TASK DIRECTIONS: Identify each line in the records below that contains the string "colored", and copy every such line in full.

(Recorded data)
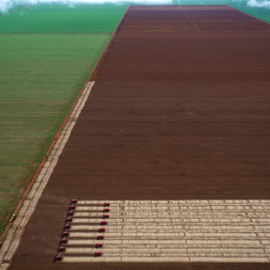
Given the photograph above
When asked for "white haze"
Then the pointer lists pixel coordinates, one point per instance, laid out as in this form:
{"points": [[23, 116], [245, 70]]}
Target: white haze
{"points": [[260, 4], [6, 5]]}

* * *

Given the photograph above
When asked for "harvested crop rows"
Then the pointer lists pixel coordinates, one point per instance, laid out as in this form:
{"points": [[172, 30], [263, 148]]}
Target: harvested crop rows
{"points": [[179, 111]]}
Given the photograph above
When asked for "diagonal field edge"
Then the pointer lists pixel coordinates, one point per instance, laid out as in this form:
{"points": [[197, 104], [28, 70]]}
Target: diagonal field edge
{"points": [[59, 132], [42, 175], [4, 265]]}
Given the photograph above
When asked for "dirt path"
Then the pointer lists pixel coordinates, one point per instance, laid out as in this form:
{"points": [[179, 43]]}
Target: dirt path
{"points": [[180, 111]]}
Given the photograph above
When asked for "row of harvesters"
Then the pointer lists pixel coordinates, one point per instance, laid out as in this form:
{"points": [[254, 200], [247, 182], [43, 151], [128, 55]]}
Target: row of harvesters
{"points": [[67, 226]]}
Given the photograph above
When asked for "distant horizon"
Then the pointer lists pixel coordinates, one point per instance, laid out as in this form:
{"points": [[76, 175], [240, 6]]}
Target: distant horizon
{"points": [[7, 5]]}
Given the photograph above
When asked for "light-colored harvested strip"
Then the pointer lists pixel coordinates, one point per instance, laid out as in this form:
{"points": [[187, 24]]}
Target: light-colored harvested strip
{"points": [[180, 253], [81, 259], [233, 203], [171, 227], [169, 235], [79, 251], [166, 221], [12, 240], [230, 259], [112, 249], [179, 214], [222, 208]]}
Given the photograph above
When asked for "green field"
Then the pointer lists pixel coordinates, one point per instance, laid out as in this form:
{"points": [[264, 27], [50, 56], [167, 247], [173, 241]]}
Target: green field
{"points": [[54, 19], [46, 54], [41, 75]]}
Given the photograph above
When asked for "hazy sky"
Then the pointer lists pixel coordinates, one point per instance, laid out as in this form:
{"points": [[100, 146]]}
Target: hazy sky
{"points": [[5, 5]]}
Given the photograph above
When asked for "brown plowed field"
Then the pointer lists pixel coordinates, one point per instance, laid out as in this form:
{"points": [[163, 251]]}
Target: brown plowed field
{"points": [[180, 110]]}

FINISHED TASK:
When asked for "light-colored harvested strip"
Target: light-colored harvested strip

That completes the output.